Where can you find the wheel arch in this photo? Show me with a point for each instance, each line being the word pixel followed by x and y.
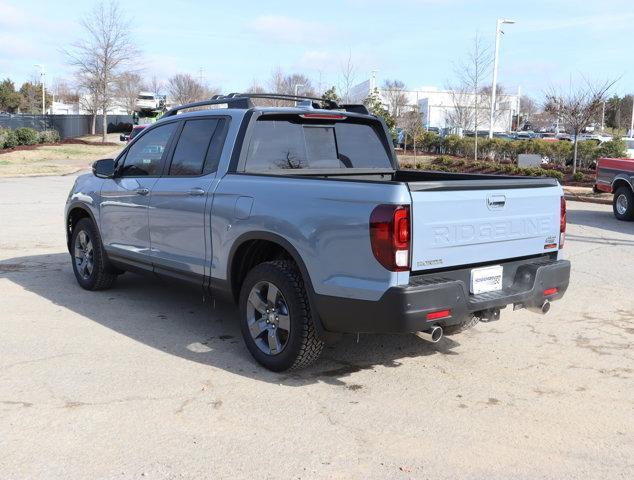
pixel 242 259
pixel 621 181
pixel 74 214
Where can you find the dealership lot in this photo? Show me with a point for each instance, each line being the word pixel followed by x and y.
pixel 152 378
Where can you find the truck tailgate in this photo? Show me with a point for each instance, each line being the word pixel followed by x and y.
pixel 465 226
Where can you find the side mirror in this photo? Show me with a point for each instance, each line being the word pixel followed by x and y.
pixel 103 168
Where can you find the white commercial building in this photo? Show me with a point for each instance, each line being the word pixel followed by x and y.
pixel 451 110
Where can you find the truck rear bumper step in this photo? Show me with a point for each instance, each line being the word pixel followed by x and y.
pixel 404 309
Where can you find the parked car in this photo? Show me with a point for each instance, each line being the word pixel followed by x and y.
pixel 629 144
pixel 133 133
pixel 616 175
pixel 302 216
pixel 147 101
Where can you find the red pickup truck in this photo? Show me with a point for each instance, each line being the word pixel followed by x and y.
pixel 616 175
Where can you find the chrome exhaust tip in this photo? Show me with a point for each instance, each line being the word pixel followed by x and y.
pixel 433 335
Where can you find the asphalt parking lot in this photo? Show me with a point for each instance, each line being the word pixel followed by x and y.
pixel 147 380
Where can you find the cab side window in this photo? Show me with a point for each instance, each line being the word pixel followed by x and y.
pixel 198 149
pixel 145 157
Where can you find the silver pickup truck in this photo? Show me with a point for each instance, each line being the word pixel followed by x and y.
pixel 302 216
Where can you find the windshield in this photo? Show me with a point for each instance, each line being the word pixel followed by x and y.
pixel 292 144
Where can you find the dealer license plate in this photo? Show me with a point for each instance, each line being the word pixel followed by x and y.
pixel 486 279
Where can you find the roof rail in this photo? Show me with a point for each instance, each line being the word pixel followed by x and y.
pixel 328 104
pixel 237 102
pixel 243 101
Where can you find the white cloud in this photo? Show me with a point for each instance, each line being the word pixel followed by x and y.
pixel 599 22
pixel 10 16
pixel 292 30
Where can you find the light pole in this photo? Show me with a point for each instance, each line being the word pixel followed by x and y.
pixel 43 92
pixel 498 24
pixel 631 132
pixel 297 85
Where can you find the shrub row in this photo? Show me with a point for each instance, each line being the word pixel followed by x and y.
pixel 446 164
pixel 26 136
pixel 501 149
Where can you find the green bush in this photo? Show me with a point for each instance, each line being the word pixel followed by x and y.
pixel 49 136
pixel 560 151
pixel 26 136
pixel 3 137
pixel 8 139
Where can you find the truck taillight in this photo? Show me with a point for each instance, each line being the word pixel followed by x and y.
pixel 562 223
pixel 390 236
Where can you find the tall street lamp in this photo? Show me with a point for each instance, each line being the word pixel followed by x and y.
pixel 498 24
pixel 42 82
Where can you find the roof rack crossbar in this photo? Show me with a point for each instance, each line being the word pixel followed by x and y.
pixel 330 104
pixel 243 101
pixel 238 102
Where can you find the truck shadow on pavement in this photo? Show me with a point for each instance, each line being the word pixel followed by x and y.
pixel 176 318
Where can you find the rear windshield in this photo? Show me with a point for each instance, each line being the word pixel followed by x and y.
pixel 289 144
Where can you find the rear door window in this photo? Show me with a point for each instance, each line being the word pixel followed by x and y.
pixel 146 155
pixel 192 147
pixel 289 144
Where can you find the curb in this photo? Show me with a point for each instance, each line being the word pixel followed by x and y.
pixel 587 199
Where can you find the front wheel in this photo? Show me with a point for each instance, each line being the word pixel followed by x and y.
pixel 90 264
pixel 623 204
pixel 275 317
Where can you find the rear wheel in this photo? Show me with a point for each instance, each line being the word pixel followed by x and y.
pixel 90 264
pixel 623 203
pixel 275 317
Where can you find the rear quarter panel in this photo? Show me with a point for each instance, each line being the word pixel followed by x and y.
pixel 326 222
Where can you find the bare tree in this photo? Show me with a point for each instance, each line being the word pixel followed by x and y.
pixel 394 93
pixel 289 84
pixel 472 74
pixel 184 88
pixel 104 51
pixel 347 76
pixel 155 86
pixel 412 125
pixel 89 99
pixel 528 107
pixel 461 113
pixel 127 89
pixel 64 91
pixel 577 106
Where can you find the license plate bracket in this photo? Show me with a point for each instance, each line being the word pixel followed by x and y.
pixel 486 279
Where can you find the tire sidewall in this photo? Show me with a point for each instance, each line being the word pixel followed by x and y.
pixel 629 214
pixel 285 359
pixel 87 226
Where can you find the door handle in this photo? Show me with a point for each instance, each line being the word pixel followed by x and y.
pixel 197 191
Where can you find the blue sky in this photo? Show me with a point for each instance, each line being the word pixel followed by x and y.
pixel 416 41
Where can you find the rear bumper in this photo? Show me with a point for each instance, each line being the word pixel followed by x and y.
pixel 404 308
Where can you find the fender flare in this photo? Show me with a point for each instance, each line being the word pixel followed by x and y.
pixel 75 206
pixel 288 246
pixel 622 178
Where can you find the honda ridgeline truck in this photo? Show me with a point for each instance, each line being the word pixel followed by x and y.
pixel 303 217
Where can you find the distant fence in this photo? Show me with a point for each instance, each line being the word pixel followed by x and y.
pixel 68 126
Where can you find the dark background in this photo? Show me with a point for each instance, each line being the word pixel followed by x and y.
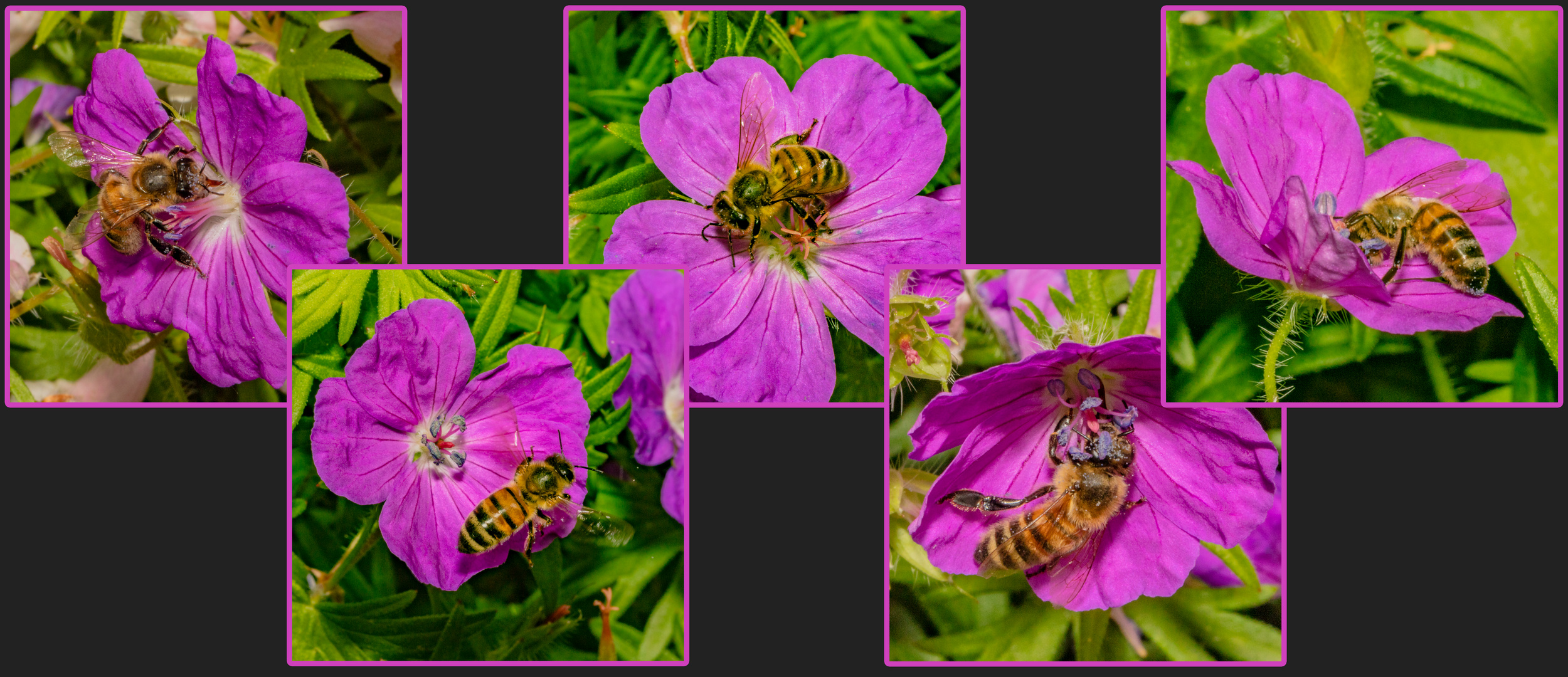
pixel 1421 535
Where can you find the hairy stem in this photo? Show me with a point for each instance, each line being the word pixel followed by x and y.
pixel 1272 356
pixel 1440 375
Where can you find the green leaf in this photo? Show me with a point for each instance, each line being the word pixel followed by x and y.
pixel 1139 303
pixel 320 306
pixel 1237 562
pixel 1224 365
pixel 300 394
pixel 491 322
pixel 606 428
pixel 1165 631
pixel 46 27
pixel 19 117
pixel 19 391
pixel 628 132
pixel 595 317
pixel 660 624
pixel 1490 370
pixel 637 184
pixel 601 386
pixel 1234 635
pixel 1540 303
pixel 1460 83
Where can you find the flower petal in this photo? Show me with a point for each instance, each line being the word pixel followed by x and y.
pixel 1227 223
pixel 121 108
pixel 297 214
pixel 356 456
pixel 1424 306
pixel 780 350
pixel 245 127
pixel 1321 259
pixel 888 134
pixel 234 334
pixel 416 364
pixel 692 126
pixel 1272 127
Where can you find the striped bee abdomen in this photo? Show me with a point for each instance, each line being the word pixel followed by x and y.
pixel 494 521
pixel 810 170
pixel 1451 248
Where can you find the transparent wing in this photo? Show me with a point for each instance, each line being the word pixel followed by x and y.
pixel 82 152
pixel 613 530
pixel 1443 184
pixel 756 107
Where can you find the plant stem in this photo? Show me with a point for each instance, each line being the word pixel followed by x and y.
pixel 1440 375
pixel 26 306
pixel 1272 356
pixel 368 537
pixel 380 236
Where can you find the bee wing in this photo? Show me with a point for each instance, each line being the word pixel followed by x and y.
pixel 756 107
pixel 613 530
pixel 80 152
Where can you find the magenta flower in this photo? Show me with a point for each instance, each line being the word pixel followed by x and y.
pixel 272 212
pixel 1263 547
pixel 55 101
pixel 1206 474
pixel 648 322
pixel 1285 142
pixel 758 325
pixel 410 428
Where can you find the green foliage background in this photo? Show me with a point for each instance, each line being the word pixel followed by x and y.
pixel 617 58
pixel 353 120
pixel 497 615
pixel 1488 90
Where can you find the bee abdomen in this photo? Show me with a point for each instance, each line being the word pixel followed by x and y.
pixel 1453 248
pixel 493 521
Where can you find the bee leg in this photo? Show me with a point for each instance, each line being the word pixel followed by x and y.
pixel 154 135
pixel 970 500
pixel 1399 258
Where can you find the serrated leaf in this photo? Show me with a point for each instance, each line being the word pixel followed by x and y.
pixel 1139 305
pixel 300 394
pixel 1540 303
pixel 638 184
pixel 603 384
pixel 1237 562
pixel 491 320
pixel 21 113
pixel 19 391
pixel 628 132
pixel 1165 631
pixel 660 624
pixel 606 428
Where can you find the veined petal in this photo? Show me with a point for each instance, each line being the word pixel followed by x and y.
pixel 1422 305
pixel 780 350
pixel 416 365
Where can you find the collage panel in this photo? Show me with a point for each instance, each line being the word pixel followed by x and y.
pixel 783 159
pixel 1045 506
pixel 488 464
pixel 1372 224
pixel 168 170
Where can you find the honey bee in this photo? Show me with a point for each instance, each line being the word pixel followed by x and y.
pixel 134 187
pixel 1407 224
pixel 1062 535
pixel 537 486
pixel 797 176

⁂

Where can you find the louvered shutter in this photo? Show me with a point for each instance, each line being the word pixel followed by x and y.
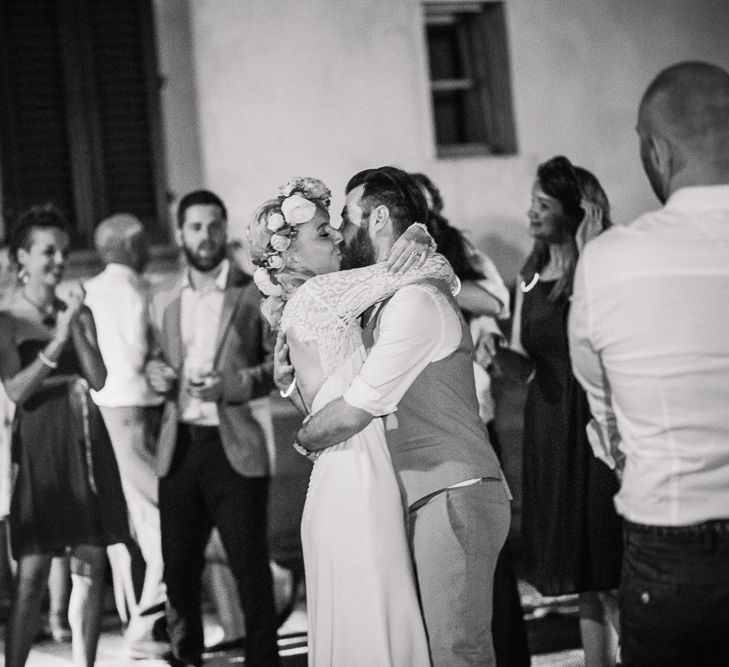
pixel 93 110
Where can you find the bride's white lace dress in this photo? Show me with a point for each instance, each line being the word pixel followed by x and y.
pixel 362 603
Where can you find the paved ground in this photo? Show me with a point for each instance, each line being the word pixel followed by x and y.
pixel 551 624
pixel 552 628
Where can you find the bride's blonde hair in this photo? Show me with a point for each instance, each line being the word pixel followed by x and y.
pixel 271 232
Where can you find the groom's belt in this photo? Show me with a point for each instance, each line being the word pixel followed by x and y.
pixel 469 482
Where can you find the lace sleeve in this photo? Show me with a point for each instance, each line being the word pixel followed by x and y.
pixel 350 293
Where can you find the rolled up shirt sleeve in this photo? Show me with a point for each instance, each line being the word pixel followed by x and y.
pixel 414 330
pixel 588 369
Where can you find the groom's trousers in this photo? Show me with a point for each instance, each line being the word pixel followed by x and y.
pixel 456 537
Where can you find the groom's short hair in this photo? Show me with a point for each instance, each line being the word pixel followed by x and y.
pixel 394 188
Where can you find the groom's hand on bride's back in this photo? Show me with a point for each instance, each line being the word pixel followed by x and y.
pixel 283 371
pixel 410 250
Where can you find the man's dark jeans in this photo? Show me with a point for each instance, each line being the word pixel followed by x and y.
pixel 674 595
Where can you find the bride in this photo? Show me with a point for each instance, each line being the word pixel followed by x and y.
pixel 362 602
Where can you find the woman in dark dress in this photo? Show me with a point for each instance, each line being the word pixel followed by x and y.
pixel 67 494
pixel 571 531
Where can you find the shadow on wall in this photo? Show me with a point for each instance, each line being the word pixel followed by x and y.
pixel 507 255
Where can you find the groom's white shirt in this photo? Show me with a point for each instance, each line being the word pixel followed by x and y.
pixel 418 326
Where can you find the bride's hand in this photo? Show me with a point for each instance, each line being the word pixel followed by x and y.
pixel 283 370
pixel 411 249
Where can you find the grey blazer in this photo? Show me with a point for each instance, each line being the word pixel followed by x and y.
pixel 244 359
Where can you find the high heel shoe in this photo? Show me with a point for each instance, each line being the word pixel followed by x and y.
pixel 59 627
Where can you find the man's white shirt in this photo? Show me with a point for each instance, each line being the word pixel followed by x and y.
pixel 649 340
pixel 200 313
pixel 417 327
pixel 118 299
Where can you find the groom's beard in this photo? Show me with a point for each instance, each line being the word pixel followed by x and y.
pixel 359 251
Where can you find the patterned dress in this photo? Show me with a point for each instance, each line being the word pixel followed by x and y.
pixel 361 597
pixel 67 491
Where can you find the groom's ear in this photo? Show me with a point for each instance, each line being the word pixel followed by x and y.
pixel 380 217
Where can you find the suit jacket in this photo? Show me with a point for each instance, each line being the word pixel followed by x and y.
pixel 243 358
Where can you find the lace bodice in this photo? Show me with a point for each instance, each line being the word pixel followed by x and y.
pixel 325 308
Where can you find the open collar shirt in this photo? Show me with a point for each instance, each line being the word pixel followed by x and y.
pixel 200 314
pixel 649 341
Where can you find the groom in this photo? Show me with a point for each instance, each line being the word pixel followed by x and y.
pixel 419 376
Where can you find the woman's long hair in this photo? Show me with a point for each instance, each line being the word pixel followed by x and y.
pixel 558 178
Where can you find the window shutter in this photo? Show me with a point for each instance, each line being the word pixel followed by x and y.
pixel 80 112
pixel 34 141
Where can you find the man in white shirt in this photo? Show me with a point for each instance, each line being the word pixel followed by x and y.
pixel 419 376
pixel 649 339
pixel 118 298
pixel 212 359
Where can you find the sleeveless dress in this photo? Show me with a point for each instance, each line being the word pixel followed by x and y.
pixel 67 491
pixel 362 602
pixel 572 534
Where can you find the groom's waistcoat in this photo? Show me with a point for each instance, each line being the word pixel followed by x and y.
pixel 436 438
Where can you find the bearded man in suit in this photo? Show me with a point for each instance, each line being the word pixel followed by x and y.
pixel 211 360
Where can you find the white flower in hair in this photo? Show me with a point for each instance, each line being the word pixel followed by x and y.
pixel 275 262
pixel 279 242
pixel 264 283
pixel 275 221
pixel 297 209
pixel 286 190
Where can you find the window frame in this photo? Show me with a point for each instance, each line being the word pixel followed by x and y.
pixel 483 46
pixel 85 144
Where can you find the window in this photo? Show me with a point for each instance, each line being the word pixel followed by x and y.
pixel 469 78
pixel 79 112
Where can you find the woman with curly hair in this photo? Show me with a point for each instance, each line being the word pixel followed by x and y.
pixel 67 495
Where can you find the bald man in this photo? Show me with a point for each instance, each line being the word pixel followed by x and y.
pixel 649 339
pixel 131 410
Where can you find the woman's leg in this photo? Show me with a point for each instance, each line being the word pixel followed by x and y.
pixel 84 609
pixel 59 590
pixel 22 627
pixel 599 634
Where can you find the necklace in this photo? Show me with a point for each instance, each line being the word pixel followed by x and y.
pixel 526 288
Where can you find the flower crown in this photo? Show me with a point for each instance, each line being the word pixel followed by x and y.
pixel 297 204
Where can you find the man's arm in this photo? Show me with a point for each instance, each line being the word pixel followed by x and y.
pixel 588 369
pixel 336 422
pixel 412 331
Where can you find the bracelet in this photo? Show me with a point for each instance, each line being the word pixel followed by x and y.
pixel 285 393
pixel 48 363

⁂

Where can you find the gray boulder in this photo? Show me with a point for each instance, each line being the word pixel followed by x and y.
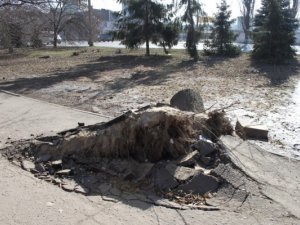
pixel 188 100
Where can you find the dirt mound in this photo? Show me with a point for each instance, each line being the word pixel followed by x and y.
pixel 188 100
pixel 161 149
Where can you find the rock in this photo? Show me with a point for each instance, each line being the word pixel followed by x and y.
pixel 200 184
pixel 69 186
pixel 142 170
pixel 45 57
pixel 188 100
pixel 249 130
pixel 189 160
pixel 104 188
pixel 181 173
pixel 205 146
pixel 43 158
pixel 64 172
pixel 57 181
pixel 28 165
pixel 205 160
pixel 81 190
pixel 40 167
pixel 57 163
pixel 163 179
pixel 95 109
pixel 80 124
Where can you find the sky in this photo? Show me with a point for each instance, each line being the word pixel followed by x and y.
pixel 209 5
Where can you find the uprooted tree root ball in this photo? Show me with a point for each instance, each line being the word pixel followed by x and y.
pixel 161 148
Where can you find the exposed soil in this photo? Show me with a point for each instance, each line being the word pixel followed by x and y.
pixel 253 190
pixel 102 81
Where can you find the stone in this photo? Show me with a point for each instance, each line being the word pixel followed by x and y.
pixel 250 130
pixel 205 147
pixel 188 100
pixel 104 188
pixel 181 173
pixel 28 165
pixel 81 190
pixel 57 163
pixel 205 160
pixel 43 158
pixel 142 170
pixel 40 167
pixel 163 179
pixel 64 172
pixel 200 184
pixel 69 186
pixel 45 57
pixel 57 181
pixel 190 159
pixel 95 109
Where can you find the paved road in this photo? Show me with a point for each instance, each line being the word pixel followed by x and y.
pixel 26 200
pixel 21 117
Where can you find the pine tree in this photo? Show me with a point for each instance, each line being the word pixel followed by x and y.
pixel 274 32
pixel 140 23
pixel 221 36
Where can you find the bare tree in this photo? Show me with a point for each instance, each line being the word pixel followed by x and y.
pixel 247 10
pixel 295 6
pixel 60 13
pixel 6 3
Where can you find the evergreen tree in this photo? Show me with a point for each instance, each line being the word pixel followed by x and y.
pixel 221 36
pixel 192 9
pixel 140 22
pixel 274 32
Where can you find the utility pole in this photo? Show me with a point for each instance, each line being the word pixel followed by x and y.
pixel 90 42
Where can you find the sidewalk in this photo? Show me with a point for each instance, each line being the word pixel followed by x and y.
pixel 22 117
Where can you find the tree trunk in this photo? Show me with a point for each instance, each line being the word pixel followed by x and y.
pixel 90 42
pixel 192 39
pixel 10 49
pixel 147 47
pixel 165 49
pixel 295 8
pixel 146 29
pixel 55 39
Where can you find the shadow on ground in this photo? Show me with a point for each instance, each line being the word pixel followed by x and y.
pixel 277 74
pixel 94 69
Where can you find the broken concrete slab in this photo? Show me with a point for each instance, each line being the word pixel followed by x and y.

⁂

→ Aim:
Rewrite the items from the line with "Where can you find the veined" through the line with "pixel 797 176", swapping "honey bee" for "bumblebee" and leaving everything else unchanged.

→ Exercise response:
Where can you find the veined petal in this photo? Show me with a point for each instance, each line being the word pixel followed by x and y.
pixel 1422 305
pixel 780 350
pixel 416 365
Where can you find the collage panel in this photo? Show me with a point for each instance, each line being the word pixel followed by x and y.
pixel 783 159
pixel 1045 506
pixel 488 464
pixel 1372 224
pixel 168 170
Where can you find the bumblebee in this photo? Show me with a point for each instance, each line being the word pixel followed by x and y.
pixel 134 187
pixel 1407 224
pixel 1062 535
pixel 537 486
pixel 797 176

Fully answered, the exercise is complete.